All lines below containing "warm" are to be listed.

------ RECORD SET ------

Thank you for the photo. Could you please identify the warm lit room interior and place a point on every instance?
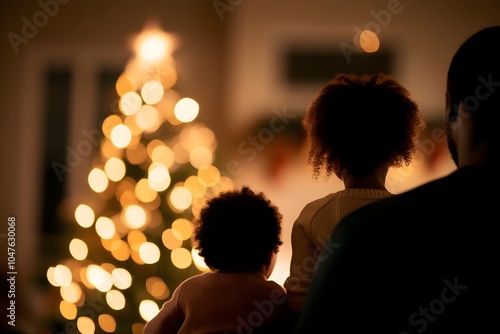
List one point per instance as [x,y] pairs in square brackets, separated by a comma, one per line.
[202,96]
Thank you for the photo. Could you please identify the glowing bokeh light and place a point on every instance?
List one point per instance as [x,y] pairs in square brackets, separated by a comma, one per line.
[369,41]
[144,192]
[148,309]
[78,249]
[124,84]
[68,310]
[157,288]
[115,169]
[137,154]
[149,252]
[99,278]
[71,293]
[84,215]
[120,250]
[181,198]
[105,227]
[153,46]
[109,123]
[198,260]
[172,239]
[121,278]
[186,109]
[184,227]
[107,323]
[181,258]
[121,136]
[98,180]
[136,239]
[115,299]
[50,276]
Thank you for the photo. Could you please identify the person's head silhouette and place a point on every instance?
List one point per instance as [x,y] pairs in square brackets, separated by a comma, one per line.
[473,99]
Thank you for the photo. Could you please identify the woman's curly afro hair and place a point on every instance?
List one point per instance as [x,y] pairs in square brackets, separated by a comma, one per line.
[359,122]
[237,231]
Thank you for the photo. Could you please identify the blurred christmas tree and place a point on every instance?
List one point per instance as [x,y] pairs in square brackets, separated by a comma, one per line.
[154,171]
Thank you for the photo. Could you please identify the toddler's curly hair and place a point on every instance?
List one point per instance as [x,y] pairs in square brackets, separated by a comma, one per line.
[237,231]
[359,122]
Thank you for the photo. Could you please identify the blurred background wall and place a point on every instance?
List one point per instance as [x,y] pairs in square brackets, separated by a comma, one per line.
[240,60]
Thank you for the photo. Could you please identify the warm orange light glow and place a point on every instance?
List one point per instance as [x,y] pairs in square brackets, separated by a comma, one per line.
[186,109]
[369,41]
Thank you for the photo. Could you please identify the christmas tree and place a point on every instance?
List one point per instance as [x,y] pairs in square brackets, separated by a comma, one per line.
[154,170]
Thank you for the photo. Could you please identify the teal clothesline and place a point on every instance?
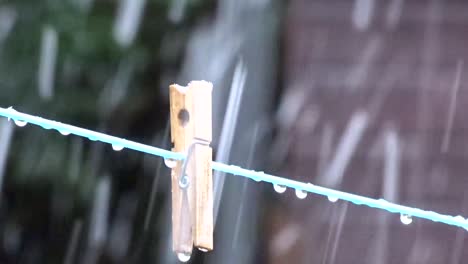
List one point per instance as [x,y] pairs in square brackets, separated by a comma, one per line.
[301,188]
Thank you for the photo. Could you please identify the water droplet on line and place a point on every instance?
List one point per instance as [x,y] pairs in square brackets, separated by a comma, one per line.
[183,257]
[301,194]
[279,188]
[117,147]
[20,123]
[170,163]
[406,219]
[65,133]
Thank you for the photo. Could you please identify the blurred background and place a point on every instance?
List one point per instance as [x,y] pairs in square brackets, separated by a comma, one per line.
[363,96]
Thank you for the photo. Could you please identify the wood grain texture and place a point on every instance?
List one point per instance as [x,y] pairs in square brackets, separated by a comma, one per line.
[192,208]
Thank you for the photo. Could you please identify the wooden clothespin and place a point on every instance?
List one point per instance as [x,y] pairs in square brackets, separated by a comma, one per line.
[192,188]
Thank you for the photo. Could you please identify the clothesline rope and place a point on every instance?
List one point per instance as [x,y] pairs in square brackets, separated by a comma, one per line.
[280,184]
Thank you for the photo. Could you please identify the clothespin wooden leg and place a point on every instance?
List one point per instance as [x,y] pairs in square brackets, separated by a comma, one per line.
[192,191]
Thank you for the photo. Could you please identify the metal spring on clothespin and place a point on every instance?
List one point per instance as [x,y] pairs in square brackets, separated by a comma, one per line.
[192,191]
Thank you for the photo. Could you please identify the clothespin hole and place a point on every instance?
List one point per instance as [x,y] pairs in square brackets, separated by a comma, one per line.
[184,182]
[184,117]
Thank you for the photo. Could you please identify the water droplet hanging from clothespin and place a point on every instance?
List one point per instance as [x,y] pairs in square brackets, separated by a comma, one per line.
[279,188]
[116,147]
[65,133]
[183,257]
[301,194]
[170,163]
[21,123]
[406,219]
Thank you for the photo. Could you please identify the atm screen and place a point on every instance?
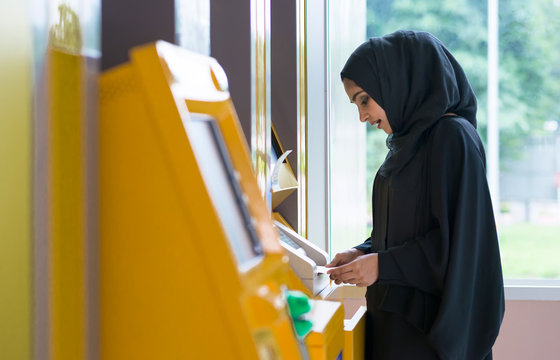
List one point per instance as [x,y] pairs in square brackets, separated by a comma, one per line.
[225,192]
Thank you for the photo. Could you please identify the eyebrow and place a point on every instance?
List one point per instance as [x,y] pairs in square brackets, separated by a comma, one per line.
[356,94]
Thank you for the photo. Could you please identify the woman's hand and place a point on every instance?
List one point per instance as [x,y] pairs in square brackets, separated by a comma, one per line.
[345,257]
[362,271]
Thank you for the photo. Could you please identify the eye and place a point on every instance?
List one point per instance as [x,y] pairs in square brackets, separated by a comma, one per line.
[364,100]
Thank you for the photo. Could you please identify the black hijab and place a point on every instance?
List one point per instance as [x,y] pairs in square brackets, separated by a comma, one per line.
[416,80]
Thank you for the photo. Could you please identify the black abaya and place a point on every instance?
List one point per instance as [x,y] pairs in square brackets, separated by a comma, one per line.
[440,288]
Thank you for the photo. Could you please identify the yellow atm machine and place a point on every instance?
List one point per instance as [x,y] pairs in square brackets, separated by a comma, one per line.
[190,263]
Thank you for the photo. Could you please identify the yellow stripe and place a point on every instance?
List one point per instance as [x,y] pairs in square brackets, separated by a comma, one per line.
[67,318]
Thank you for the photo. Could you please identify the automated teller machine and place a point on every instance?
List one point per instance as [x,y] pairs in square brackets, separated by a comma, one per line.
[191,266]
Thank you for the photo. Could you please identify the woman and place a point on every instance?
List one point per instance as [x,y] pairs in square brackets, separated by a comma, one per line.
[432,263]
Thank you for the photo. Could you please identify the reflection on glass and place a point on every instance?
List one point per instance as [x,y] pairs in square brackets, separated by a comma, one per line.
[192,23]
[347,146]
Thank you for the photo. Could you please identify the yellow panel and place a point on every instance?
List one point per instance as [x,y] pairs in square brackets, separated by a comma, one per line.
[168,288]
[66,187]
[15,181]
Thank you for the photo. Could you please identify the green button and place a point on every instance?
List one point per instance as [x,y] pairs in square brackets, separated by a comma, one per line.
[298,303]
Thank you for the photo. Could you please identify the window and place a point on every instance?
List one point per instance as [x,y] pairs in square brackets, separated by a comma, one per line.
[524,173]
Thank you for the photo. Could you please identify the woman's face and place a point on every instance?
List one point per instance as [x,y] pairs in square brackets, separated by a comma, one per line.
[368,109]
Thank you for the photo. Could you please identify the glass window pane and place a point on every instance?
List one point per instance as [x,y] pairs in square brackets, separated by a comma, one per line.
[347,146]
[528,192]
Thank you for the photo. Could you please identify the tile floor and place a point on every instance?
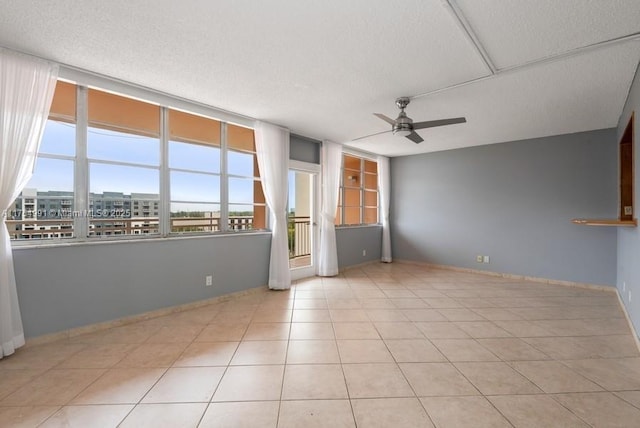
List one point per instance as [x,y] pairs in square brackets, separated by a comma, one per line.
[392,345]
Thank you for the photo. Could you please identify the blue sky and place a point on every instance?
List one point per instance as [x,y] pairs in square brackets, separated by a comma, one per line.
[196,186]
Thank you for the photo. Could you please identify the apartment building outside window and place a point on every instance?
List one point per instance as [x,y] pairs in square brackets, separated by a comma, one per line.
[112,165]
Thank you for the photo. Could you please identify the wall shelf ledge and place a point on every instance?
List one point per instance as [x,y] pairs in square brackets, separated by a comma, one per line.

------

RESPONSE AREA |
Thank you for the photo. Could you please identify the warm lit room interior and place a point on every instance?
Thank you for the photo. Could you please identify the warm orange light glow and place a point on every instance?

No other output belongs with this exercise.